§ What you need to do:
Reproduce all of the material below verbatim, line for line.

§ Given data:
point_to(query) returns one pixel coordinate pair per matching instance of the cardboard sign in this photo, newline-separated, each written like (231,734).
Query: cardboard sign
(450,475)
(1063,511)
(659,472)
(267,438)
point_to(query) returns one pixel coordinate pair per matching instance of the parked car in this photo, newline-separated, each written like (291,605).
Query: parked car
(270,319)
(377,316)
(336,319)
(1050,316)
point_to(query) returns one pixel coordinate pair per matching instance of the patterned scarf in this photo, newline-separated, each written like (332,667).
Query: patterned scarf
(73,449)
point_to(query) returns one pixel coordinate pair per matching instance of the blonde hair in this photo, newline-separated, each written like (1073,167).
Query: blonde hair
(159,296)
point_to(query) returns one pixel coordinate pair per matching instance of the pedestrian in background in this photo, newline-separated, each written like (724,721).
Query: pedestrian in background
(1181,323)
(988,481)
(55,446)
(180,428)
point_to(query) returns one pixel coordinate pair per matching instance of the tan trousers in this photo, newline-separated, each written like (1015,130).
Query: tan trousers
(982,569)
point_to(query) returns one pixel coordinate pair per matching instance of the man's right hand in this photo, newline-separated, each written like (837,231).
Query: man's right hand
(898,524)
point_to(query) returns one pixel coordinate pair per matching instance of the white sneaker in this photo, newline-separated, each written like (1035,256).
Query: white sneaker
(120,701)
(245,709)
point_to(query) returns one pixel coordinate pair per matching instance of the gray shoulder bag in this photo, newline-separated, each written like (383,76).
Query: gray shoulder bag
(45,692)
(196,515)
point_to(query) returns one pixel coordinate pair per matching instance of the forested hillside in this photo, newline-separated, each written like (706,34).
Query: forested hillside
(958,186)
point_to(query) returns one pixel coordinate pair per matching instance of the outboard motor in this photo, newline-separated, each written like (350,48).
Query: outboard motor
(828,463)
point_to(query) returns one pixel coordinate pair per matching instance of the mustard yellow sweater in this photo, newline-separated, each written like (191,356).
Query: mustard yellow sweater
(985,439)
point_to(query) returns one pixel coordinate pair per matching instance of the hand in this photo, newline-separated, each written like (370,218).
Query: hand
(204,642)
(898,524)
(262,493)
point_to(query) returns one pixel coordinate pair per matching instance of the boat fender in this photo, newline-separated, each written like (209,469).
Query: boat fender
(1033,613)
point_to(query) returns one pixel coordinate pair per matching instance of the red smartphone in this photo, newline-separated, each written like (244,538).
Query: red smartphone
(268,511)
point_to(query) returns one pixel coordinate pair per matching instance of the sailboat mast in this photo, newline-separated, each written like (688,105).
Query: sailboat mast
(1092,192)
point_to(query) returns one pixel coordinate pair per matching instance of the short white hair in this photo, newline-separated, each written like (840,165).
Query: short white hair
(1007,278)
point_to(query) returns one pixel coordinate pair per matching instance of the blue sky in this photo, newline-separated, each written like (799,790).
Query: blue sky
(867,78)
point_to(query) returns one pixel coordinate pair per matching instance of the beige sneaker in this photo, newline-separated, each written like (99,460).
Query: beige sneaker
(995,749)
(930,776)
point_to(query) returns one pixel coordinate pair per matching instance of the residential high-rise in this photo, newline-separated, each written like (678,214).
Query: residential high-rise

§ Solution to this task:
point_to(query) returns one pixel coordinate pair per matching instance of the cardboard sign in this photo, newline-separated, each written like (231,734).
Query: cardboard sign
(450,475)
(1063,511)
(659,472)
(267,438)
point_to(query) returns one pixel coordinate pair per matching instance of the parked car in this photo, newline-separated, each written like (291,605).
Query: parked car
(270,319)
(377,316)
(336,319)
(1050,316)
point_to(query) returns one pixel coordinate pair per matching instance of the patterned scarf in this photo, newline-separated, each written like (332,667).
Query: patterned scarf
(73,449)
point_to(query) returns one pixel coordinate pair per matching instance of the blonde hair in this photo, newline-separated, each written like (1073,167).
Query: blonde hair
(159,296)
point_to(query) returns one pixel coordinate pair per matching instance of the pedestrian in background in this photo, newline-separated, each written like (724,721).
Query: pedestrian in background
(1181,323)
(988,481)
(55,446)
(180,428)
point_to(query) returns one pixel coordinate pair per matching instance of the tan trousers in this photo, newline-separated, each written like (1015,130).
Query: tan trousers
(982,569)
point_to(query) returns one pixel coordinate pair per matching instance of the man's right hand in this photo, newline-separated, each written like (837,231).
Query: man's right hand
(898,524)
point_to(query) returns one pixel coordinate pair per matching instance of the white sneaker in this photo, newline-separated, each written like (1035,256).
Query: white sneaker
(120,701)
(245,709)
point_to(query) returns one pixel coordinate pair per matching instance of the gray shoulder bag in this photo, newline-separated, each written like (383,76).
Query: gray shoulder bag
(45,692)
(196,515)
point_to(query) returns one pixel coordinate pair per matching instance of the forested hillside in this photo, newline-separated, each written like (706,34).
Query: forested hillside
(958,186)
point_to(query) returns one pixel coordinate pair per matching instance of the outboard motor in this photo, newline-separated, each written like (350,48).
Query: outboard motor
(828,463)
point_to(query) returns one pixel coordinate pair per matching instance of the mustard yellow sweater in this photo, newline-separated, each written like (191,356).
Query: mustard yellow sweater
(985,439)
point_to(query) returns one pixel coordinate pair per matching instance of the hand in this photo, newline-separated, each written like (370,218).
Query: hand
(204,642)
(898,524)
(262,493)
point_to(query) returns one pixel coordinate pair per matching instance of the boat fender in this photo, newline-separated, each written like (209,469).
Query: boat fender
(1033,613)
point_to(query) returns one pixel coordinate pair per matching instance of the red smartphone in this photo, newline-separated, each written like (244,538).
Query: red smartphone
(268,511)
point_to(query) returns one pixel coordinate pair per matching instance of the sailboat mast in this photo, newline-separated, each written like (688,105).
Query: sailboat mast
(1092,192)
point_to(query) returns one pixel coordinate pair per matching instance of the short white hair in this photo, newline-separated, each written like (840,165).
Query: short white hair
(1007,278)
point_to(query) returns one pixel coordinate pair per matching instance of the blue sky in this photo, newline-separated, each written like (799,790).
Query: blue sky
(867,78)
point_to(query) returns one pixel coordinate pair per matching instance of the beige sneaker in this photo, newline-separated, each written like (99,460).
Query: beige sneaker
(995,749)
(930,776)
point_to(query) returns one pixel coordinate pair per matching instance of the residential high-rise in this photo, newline-separated, each written like (678,214).
Query: residential high-rise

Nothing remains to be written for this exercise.